* begin Given text *

What do Tesla’s travails and Toyota’s investments in Uber have in common? Think “Mobility as a Service” or MaaS. It is not about selling cars anymore but increasingly, about selling a subscription service, to move people from one place to another. Nomura estimates the total addressable MaaS market to be US$400 billion to US$600 billion by 2025.

To be sure, the auto industry is undergoing a dramatic transformation that has upended its traditional business model of designing, branding, manufacturing and selling cars. Indeed, sales of passenger cars worldwide, which peaked at about 100 million units a few years ago, have been declining. In North America, the number of young people with a driving licence — long a rite of passage — has fallen to its lowest level in almost three decades. Young North Americans are happy to pedal, take public transport or Uber around instead of buying their own car.

The future of autos is electric, connected, autonomous and shared rather than individually owned cars with an internal combustion engine. Battery-powered electric vehicles (EVs), once a novelty, are gaining traction in China and are likely to reach an inflection point in the second half of next year in Europe and probably 2020 in North America. The boom in electric cars is driven not just by oil prices — which are up from a low of US$25 a barrel in February 2016 to US$69 this past week — but also due to a renewed global focus on emission and climate change.

* end Given text *

* Tasks to perform
**A.** In the text on the auto industry, which four words describe the future of autos?
**B.** Reproduce the auto industry text word for word, taking the stretch from "What do Tesla’s" through "billion by 2025.".

* begin Records *

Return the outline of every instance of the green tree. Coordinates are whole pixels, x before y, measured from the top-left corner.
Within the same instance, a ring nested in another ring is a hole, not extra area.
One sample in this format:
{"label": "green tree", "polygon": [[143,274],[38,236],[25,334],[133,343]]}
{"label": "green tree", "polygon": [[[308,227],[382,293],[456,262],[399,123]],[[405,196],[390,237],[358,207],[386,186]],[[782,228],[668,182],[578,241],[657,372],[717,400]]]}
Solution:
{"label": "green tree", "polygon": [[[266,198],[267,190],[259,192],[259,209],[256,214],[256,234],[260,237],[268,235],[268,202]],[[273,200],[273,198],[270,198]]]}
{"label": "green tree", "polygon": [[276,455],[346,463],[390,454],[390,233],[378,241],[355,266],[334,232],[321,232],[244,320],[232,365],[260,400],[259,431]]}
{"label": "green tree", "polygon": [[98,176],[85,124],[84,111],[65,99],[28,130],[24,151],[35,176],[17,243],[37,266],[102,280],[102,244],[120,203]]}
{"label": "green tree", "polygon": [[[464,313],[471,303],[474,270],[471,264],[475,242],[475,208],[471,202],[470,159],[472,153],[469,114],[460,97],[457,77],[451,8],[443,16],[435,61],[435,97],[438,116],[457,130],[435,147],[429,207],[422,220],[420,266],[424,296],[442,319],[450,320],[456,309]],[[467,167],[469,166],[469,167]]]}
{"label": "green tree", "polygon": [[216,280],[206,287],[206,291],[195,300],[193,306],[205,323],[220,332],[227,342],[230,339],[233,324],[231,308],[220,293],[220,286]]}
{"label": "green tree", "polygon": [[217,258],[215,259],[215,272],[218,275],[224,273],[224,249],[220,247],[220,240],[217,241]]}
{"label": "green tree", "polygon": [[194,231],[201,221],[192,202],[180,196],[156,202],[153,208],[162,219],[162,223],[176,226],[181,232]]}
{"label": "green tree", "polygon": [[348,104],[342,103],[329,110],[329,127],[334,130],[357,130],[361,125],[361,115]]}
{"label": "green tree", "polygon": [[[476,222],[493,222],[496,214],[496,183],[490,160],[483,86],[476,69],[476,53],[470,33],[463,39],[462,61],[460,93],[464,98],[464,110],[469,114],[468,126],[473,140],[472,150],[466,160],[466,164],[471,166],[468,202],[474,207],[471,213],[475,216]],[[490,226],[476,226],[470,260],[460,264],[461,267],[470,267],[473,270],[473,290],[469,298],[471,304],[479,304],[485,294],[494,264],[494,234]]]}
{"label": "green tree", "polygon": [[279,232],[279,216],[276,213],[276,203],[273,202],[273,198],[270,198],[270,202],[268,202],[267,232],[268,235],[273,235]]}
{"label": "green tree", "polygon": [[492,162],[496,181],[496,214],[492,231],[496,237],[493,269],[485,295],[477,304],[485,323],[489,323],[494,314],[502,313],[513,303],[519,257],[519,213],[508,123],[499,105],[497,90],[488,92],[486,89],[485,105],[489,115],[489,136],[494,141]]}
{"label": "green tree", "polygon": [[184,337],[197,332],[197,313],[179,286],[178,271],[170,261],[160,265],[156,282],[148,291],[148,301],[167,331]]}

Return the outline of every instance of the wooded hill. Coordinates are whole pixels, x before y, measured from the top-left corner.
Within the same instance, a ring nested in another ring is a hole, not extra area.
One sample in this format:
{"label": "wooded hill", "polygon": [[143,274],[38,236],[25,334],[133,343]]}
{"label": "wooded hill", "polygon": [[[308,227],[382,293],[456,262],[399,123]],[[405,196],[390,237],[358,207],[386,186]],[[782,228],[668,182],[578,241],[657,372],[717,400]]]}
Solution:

* end Records *

* Set of answers
**A.** Electric, connected, autonomous and shared.

**B.**
What do Tesla’s travails and Toyota’s investments in Uber have in common? Think “Mobility as a Service” or MaaS. It is not about selling cars anymore but increasingly, about selling a subscription service, to move people from one place to another. Nomura estimates the total addressable MaaS market to be US$400 billion to US$600 billion by 2025.